I dati:
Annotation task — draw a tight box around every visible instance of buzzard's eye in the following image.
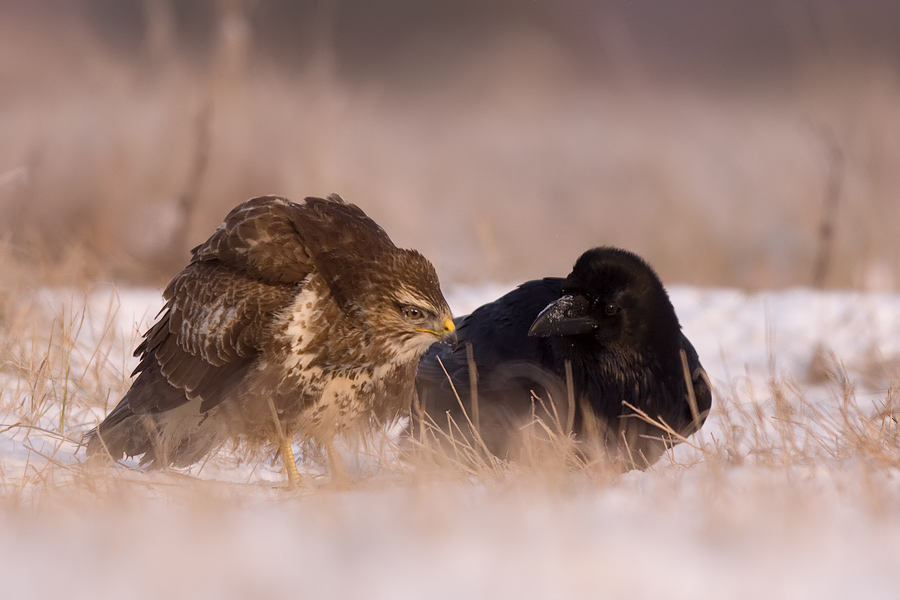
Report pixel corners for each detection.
[400,306,425,321]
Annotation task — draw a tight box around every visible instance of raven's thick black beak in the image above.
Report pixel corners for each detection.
[528,295,597,337]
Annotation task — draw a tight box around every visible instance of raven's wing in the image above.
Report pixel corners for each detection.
[679,334,712,437]
[418,278,563,392]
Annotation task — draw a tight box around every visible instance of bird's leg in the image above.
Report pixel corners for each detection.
[267,397,303,488]
[325,437,350,487]
[278,439,303,488]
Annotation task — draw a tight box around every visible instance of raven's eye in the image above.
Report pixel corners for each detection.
[400,306,425,321]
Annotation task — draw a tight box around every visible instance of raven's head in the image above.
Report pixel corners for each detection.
[528,247,680,350]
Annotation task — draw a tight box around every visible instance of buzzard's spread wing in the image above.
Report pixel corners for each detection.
[128,196,393,413]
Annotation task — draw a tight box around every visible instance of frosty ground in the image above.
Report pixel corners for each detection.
[0,285,900,598]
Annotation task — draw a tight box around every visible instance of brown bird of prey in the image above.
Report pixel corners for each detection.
[87,194,455,485]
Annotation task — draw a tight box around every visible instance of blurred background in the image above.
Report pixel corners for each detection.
[0,0,900,290]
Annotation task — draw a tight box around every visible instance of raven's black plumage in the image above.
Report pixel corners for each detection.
[417,247,712,468]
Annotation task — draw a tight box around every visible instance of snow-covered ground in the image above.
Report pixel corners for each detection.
[0,285,900,599]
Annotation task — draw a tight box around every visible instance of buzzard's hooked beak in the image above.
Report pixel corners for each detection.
[528,294,597,337]
[416,317,456,344]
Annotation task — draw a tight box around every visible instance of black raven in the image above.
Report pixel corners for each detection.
[413,247,712,469]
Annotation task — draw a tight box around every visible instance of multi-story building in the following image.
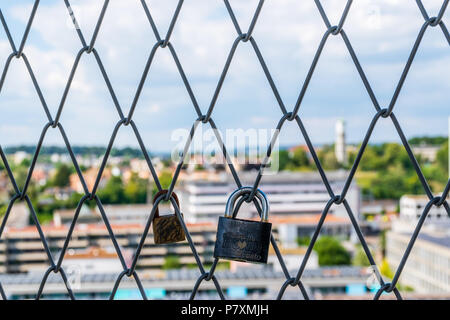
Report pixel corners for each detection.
[400,195,450,223]
[386,195,450,293]
[386,229,450,293]
[180,171,360,222]
[0,223,216,273]
[180,171,360,242]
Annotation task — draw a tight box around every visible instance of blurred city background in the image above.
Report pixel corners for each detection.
[0,0,450,299]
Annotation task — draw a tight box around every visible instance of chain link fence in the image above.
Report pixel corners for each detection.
[0,0,450,299]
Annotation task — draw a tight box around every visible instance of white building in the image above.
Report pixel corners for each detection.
[386,227,450,294]
[386,195,450,294]
[334,120,347,164]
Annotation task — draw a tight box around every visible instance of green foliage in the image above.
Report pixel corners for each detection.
[51,164,72,188]
[314,236,351,266]
[357,143,448,199]
[436,140,448,178]
[408,137,447,146]
[162,255,181,270]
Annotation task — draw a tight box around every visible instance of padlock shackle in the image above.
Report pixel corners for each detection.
[225,187,269,222]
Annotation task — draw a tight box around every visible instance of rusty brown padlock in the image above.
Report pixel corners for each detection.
[152,190,186,244]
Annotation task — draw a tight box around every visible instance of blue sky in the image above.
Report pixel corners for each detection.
[0,0,450,151]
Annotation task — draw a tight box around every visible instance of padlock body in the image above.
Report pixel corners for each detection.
[153,214,186,244]
[214,217,272,263]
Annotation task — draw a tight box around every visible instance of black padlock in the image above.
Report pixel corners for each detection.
[214,187,272,263]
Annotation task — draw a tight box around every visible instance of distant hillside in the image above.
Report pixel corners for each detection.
[4,145,160,158]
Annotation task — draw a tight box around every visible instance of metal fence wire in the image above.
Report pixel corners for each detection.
[0,0,450,299]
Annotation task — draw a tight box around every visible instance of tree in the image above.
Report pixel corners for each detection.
[278,150,289,170]
[162,255,181,270]
[52,164,72,188]
[436,141,448,176]
[314,236,351,266]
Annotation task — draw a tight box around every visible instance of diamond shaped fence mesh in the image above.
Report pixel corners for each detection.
[0,0,450,299]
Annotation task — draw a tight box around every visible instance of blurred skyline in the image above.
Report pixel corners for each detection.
[0,0,450,152]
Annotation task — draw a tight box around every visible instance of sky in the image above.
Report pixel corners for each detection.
[0,0,450,152]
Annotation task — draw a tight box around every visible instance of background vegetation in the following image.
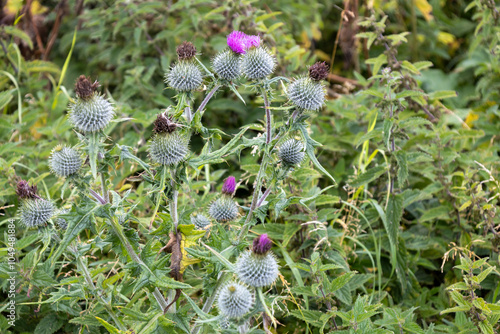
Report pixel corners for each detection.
[0,0,500,333]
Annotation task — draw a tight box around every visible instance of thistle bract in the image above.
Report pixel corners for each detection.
[278,139,305,166]
[69,93,115,132]
[217,282,254,319]
[166,61,203,92]
[241,47,276,80]
[212,50,241,81]
[191,214,210,230]
[208,196,238,223]
[149,132,189,166]
[236,251,279,288]
[288,78,325,110]
[49,146,82,177]
[19,198,55,228]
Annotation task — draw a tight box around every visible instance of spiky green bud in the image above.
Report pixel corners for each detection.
[49,146,82,177]
[191,214,210,230]
[241,47,276,80]
[212,50,241,81]
[165,61,203,92]
[288,78,325,110]
[236,251,279,288]
[278,138,305,166]
[19,198,55,228]
[149,132,189,166]
[217,282,254,319]
[208,196,238,223]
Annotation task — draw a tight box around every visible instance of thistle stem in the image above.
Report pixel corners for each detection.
[101,173,109,204]
[191,272,229,334]
[110,217,168,310]
[193,84,222,116]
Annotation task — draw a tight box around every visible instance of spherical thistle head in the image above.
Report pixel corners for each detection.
[278,138,305,166]
[236,251,279,288]
[19,198,55,228]
[208,196,238,223]
[49,146,83,177]
[75,75,100,100]
[175,41,196,60]
[153,114,178,133]
[288,78,325,111]
[149,132,189,166]
[212,50,241,81]
[222,176,236,196]
[252,233,273,255]
[309,61,329,81]
[191,213,211,230]
[166,61,203,92]
[16,180,39,199]
[241,47,276,80]
[217,282,254,319]
[69,94,115,132]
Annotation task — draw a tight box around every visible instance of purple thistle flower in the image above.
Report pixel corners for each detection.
[222,176,236,195]
[252,233,273,255]
[227,30,248,54]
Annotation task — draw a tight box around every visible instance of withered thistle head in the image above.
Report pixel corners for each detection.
[16,180,40,199]
[153,114,178,133]
[75,75,100,100]
[309,61,329,81]
[175,41,196,60]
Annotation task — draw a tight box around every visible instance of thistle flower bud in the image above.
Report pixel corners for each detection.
[278,139,305,166]
[236,234,279,288]
[175,41,196,60]
[49,145,82,177]
[212,50,241,81]
[16,180,40,199]
[309,61,328,81]
[222,176,236,196]
[208,196,238,223]
[241,47,276,80]
[191,214,210,230]
[69,75,115,132]
[252,233,273,255]
[288,78,325,110]
[19,198,55,228]
[149,132,189,166]
[166,60,203,92]
[217,282,254,319]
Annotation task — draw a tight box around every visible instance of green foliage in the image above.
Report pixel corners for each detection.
[0,0,500,334]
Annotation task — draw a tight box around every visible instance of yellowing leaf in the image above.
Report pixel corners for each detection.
[414,0,433,21]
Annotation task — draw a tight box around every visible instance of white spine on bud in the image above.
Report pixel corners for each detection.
[149,132,189,166]
[49,146,82,177]
[241,47,276,80]
[236,251,279,288]
[288,78,325,111]
[208,196,238,223]
[69,93,115,132]
[278,139,305,166]
[217,282,254,319]
[19,198,55,228]
[212,50,241,81]
[166,61,203,92]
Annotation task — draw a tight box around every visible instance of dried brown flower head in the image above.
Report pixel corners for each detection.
[309,62,329,81]
[75,75,100,99]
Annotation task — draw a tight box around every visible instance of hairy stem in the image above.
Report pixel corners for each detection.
[193,84,222,116]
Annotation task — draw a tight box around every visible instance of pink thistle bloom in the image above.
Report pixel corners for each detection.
[227,30,248,54]
[222,176,236,195]
[227,30,261,54]
[252,233,273,255]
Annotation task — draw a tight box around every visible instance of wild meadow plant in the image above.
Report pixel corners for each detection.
[17,31,331,333]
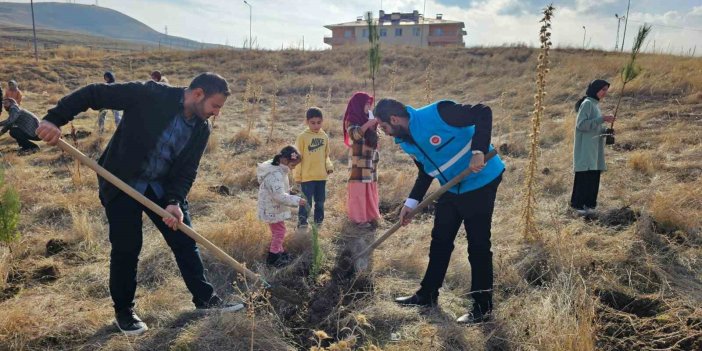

Esercizio: Ricopia i dati dalla riga che contiene "flower bud in the image above." fino alla riga che contiene "[75,75,100,99]", entrambe incluse e con tutte le richieste, traslando di 9 ogni coordinata dei riquadri nelle risposte.

Risposta svolta:
Annotation task — draw a tight box around every visible instance of thistle flower bud in the image above.
Report pixel corners for each detection.
[287,148,314,175]
[245,243,288,297]
[184,50,205,69]
[58,154,91,186]
[221,59,250,90]
[25,189,49,208]
[318,70,337,90]
[231,185,245,205]
[217,205,247,232]
[250,56,285,89]
[200,223,219,239]
[78,84,124,141]
[261,242,282,264]
[297,87,334,119]
[28,207,64,237]
[158,141,198,175]
[175,69,212,101]
[226,291,263,328]
Annotation task — draw a tight box around every visible instance of green foliage in the image above.
Report pixel corners for each detection.
[9,9,509,343]
Annotation task — draw a tight box around every visible instance of yellowing leaf in the image above.
Report pixel corners for each detection.
[423,9,442,30]
Annotation task — draw a tight box around every visible instance of white spine on bud in the image above.
Report pixel corners for each detection.
[158,141,198,175]
[58,155,91,186]
[250,56,285,89]
[245,260,288,297]
[297,87,334,120]
[217,205,247,232]
[78,102,124,141]
[287,148,314,175]
[226,291,263,328]
[28,207,64,237]
[221,59,250,90]
[175,70,212,101]
Annotation task — draw a tight box around every visible instance of dried brown flower head in the image above.
Report pixel corners for each detection.
[318,71,338,90]
[84,84,109,108]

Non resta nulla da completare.